Task goal –
Omit the pictures from the entries below and retype everything else exactly.

Input data –
··········

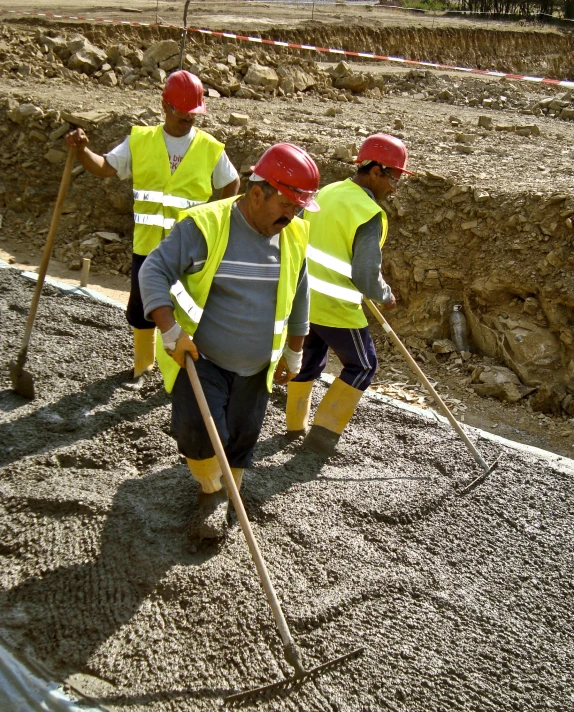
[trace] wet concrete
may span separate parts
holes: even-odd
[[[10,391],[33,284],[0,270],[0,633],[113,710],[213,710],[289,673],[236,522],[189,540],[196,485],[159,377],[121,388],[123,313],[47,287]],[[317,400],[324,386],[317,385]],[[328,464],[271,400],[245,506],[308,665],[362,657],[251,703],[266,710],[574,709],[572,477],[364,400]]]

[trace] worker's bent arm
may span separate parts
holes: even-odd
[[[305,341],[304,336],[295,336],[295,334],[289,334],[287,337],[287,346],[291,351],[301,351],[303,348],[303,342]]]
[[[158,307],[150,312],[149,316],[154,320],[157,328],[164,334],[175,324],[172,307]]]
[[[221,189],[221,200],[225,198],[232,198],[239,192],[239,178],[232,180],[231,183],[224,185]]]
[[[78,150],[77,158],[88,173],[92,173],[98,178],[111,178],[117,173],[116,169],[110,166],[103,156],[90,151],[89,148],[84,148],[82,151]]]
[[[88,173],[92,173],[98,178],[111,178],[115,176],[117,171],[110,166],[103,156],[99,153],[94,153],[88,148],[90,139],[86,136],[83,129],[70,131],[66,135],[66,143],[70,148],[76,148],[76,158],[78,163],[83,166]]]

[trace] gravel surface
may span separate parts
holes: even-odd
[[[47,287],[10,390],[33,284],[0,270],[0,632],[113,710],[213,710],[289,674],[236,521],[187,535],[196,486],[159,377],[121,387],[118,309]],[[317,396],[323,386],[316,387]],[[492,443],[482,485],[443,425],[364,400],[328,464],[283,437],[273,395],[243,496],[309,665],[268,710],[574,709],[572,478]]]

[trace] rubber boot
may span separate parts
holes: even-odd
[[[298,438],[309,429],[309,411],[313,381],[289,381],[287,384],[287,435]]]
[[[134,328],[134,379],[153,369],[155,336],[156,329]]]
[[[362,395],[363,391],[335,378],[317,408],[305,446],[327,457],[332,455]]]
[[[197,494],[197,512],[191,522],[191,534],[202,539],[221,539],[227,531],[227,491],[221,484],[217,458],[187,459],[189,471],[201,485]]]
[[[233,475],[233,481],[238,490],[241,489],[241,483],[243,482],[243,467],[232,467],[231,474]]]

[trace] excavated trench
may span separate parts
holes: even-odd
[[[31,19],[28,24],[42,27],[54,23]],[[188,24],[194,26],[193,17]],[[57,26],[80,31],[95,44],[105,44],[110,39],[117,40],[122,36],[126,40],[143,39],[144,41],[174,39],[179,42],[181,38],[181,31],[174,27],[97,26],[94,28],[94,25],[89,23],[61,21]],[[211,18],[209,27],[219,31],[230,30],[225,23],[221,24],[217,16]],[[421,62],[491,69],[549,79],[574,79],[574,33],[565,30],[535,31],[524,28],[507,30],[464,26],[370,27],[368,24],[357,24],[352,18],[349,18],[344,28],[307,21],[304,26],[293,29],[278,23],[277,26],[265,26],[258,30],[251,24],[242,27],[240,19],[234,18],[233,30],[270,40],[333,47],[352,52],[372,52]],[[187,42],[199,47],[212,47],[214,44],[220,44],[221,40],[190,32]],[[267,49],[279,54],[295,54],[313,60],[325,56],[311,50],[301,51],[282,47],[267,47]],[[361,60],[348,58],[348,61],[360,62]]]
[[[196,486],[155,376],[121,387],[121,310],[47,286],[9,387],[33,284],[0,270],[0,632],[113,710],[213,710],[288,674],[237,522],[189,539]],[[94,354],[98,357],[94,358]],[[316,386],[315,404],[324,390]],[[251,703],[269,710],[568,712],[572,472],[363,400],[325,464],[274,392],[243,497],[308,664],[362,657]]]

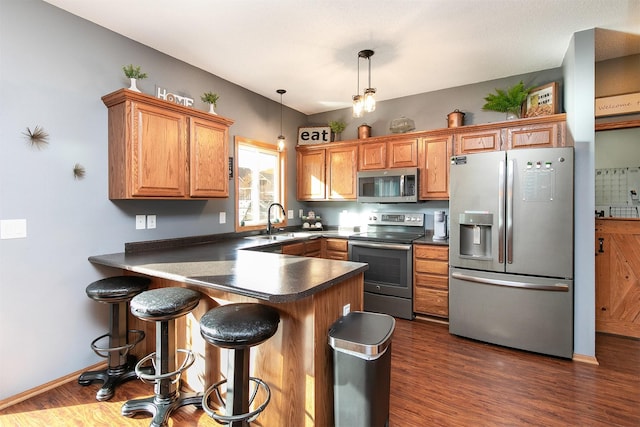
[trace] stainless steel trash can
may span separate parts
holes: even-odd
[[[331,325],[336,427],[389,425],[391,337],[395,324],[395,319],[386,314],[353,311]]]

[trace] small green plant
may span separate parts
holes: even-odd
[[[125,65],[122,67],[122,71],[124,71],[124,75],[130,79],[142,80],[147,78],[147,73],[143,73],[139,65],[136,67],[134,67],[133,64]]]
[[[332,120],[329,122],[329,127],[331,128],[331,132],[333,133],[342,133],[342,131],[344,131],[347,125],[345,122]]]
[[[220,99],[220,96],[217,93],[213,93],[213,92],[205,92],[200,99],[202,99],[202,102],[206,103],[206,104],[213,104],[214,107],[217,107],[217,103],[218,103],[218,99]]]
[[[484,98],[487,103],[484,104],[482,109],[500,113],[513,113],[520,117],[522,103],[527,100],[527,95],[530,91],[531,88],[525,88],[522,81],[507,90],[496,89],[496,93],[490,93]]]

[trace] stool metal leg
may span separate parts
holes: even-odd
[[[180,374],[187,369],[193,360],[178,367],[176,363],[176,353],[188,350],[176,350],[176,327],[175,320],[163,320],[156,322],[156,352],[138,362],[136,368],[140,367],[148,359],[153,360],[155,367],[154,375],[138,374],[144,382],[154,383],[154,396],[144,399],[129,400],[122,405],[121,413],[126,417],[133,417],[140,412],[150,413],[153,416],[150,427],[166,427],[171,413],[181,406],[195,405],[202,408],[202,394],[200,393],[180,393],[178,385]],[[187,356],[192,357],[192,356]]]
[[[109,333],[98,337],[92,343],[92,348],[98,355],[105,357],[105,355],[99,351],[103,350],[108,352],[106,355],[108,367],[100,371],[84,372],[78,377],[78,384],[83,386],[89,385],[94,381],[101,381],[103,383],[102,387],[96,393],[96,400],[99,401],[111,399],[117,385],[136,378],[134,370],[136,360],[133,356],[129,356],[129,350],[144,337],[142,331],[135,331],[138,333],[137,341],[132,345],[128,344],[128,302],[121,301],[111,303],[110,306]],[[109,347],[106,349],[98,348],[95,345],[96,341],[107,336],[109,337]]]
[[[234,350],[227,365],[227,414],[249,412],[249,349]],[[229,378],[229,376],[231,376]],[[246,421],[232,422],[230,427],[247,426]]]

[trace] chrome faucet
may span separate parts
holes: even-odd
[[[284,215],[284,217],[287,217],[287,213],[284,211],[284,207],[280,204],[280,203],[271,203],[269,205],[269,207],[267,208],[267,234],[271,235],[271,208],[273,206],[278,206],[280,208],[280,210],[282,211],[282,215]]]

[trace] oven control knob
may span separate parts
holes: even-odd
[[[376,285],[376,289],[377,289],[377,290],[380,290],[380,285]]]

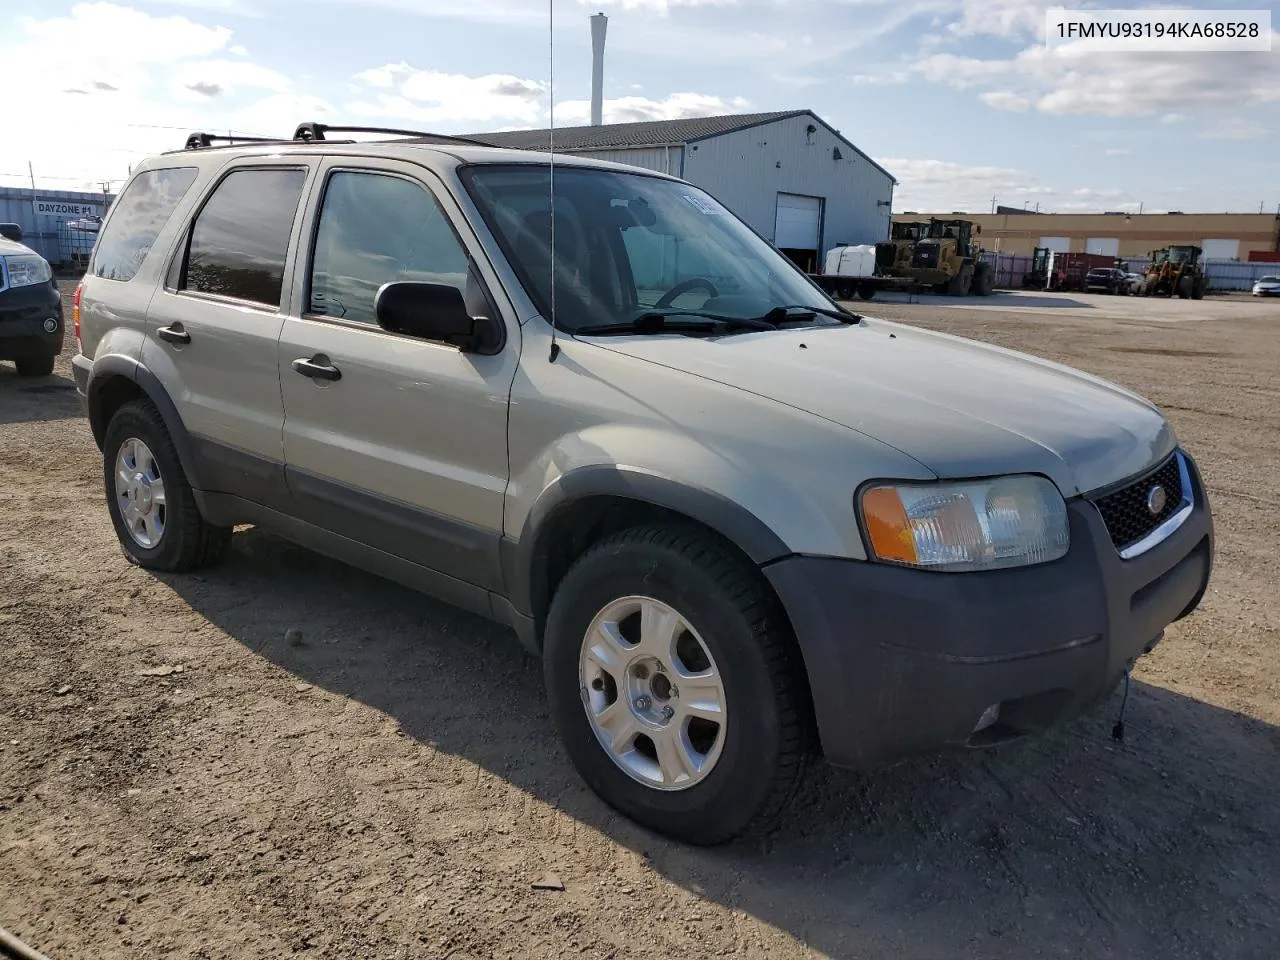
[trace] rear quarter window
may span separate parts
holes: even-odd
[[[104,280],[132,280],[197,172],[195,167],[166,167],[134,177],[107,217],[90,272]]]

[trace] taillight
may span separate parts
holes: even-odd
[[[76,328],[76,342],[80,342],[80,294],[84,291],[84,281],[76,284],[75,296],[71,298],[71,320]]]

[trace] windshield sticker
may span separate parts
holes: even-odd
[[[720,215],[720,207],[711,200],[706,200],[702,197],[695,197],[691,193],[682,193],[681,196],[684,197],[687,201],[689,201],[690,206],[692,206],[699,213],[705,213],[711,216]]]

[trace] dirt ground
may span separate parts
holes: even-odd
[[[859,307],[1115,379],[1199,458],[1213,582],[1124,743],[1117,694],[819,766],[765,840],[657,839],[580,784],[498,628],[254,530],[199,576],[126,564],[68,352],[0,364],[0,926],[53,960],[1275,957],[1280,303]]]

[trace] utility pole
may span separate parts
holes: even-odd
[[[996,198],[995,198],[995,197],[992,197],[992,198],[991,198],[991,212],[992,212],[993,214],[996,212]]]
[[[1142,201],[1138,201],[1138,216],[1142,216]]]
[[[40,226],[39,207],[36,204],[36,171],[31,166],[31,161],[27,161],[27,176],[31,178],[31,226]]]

··········

Your solution –
[trace] wet concrete
may span separate parts
holes: even-odd
[[[10,391],[33,284],[0,270],[0,633],[113,710],[213,710],[289,673],[236,522],[189,540],[196,485],[159,377],[121,388],[123,313],[47,287]],[[317,400],[324,386],[317,385]],[[328,464],[271,400],[245,506],[308,665],[362,657],[251,703],[266,710],[574,709],[572,477],[364,400]]]

[trace] worker's bent arm
may span separate parts
holes: even-odd
[[[305,341],[304,336],[295,336],[295,334],[289,334],[287,337],[287,346],[291,351],[301,351],[303,348],[303,342]]]
[[[158,307],[150,312],[149,316],[154,320],[157,328],[164,334],[175,324],[172,307]]]
[[[221,189],[221,200],[225,198],[232,198],[239,192],[239,178],[232,180],[231,183],[224,185]]]
[[[78,150],[77,158],[88,173],[92,173],[98,178],[111,178],[117,173],[116,169],[110,166],[103,156],[90,151],[89,148],[84,148],[82,151]]]
[[[88,173],[92,173],[98,178],[111,178],[115,176],[117,171],[110,166],[103,156],[99,153],[94,153],[88,148],[90,139],[86,136],[83,129],[70,131],[66,135],[66,143],[70,148],[76,148],[76,158],[78,163],[83,166]]]

[trace] gravel surface
may span separate parts
holes: even-odd
[[[47,287],[10,390],[33,284],[0,270],[0,632],[113,710],[213,710],[289,674],[236,521],[187,535],[196,486],[159,377],[121,387],[118,309]],[[317,396],[323,386],[316,387]],[[492,443],[482,485],[443,425],[364,400],[328,464],[283,437],[273,395],[243,496],[309,665],[268,710],[574,709],[572,478]]]

[trace] rubber boot
may span separate parts
holes: even-odd
[[[298,438],[309,429],[309,411],[313,381],[289,381],[287,384],[287,435]]]
[[[134,328],[134,379],[153,369],[155,336],[156,329]]]
[[[362,395],[363,391],[335,378],[317,408],[305,446],[327,457],[332,455]]]
[[[197,494],[197,512],[191,522],[191,534],[202,539],[221,539],[227,531],[227,491],[221,484],[217,458],[187,459],[189,471],[201,485]]]
[[[233,475],[233,481],[238,490],[241,489],[241,483],[243,482],[243,467],[232,467],[231,474]]]

[trace] excavated trench
may span separate parts
holes: even-odd
[[[31,19],[28,24],[42,27],[54,23]],[[188,24],[194,26],[193,17]],[[57,26],[80,31],[95,44],[105,44],[110,39],[117,40],[122,36],[126,40],[143,39],[144,41],[174,39],[179,42],[181,38],[181,31],[174,27],[97,26],[94,28],[94,25],[89,23],[61,21]],[[211,18],[209,27],[219,31],[230,30],[225,23],[221,24],[217,16]],[[421,62],[491,69],[549,79],[574,79],[574,33],[565,30],[535,31],[524,28],[507,30],[464,26],[370,27],[368,24],[357,24],[352,18],[349,18],[344,28],[307,21],[304,26],[293,29],[278,23],[277,26],[265,26],[258,30],[251,24],[242,27],[240,19],[234,18],[233,30],[270,40],[333,47],[352,52],[372,52]],[[187,42],[199,47],[212,47],[214,44],[220,44],[221,40],[190,32]],[[267,49],[279,54],[295,54],[313,60],[325,56],[311,50],[301,51],[282,47],[267,47]],[[361,60],[348,58],[348,61],[360,62]]]
[[[196,486],[155,376],[121,387],[121,310],[47,286],[9,387],[33,284],[0,270],[0,632],[113,710],[213,710],[288,674],[237,522],[189,539]],[[94,354],[98,357],[94,358]],[[316,386],[315,404],[324,390]],[[251,703],[269,710],[568,712],[572,472],[363,400],[325,464],[274,392],[243,497],[308,664],[362,657]]]

[trace] stainless steel trash can
may span separate parts
holes: even-odd
[[[331,325],[336,427],[389,425],[391,337],[395,324],[395,319],[386,314],[353,311]]]

[trace] small green plant
may span separate parts
holes: even-odd
[[[125,65],[122,67],[122,71],[124,71],[124,75],[130,79],[142,80],[147,78],[147,73],[143,73],[139,65],[136,67],[134,67],[133,64]]]
[[[332,120],[329,122],[329,127],[331,128],[331,132],[333,133],[342,133],[342,131],[344,131],[347,125],[345,122]]]
[[[220,99],[220,96],[217,93],[213,93],[213,92],[205,92],[200,99],[202,99],[202,102],[206,103],[206,104],[213,104],[214,107],[217,107],[217,103],[218,103],[218,99]]]
[[[484,98],[487,103],[484,104],[482,109],[500,113],[513,113],[520,117],[522,103],[527,100],[527,95],[530,91],[531,88],[525,88],[522,81],[507,90],[496,89],[496,93],[490,93]]]

[trace] stool metal leg
may span separate parts
holes: even-odd
[[[180,374],[187,369],[193,360],[178,367],[176,363],[176,353],[188,350],[176,350],[176,327],[175,320],[163,320],[156,322],[156,352],[138,362],[136,368],[140,367],[148,359],[153,360],[155,367],[154,375],[138,374],[144,382],[154,383],[154,396],[144,399],[129,400],[122,405],[121,413],[126,417],[133,417],[140,412],[150,413],[153,416],[150,427],[166,427],[171,413],[181,406],[195,405],[202,408],[202,394],[200,393],[180,393],[178,385]],[[187,356],[192,357],[192,356]]]
[[[109,333],[98,337],[92,343],[92,348],[98,355],[105,357],[105,355],[99,351],[103,350],[108,352],[106,355],[108,367],[100,371],[84,372],[78,377],[78,384],[83,386],[89,385],[94,381],[101,381],[103,383],[102,387],[96,393],[96,400],[99,401],[111,399],[117,385],[136,378],[134,370],[136,360],[133,356],[129,356],[129,350],[144,337],[142,331],[135,331],[138,333],[137,341],[132,345],[128,344],[128,302],[121,301],[111,303],[110,306]],[[109,347],[106,349],[98,348],[95,345],[96,341],[107,336],[109,337]]]
[[[234,350],[227,365],[227,414],[249,412],[249,349]],[[229,378],[229,376],[231,376]],[[246,421],[232,422],[230,427],[247,426]]]

[trace] chrome faucet
may span separate parts
holes: even-odd
[[[284,215],[284,217],[287,217],[287,213],[284,211],[284,207],[280,204],[280,203],[271,203],[269,205],[269,207],[267,208],[267,234],[271,235],[271,208],[273,206],[278,206],[280,208],[280,210],[282,211],[282,215]]]

[trace] oven control knob
may span separate parts
holes: even-odd
[[[376,285],[376,289],[377,289],[377,290],[380,290],[380,285]]]

[trace] rear quarter window
may span separate parts
holes: even-odd
[[[104,280],[132,280],[197,172],[195,167],[166,167],[134,177],[107,217],[90,272]]]

[trace] taillight
may span separate parts
holes: even-odd
[[[76,328],[76,342],[80,342],[80,294],[84,291],[84,281],[76,284],[75,296],[71,298],[71,320]]]

[trace] windshield sticker
may span separate parts
holes: even-odd
[[[720,215],[720,207],[711,200],[706,200],[702,197],[695,197],[691,193],[682,193],[681,196],[684,197],[687,201],[689,201],[690,206],[692,206],[699,213],[705,213],[711,216]]]

[trace] dirt ground
may span separate parts
holes: even-odd
[[[859,307],[1115,379],[1199,458],[1213,582],[1124,743],[1117,694],[819,766],[765,840],[657,839],[580,784],[498,628],[254,530],[199,576],[126,564],[68,352],[0,364],[0,926],[53,960],[1275,957],[1280,303]]]

[trace] utility pole
may span separate parts
holes: even-odd
[[[996,198],[995,198],[995,197],[992,197],[992,198],[991,198],[991,212],[992,212],[993,214],[996,212]]]
[[[1142,201],[1138,201],[1138,216],[1142,216]]]
[[[40,226],[39,207],[36,204],[36,171],[31,166],[31,161],[27,161],[27,176],[31,178],[31,226]]]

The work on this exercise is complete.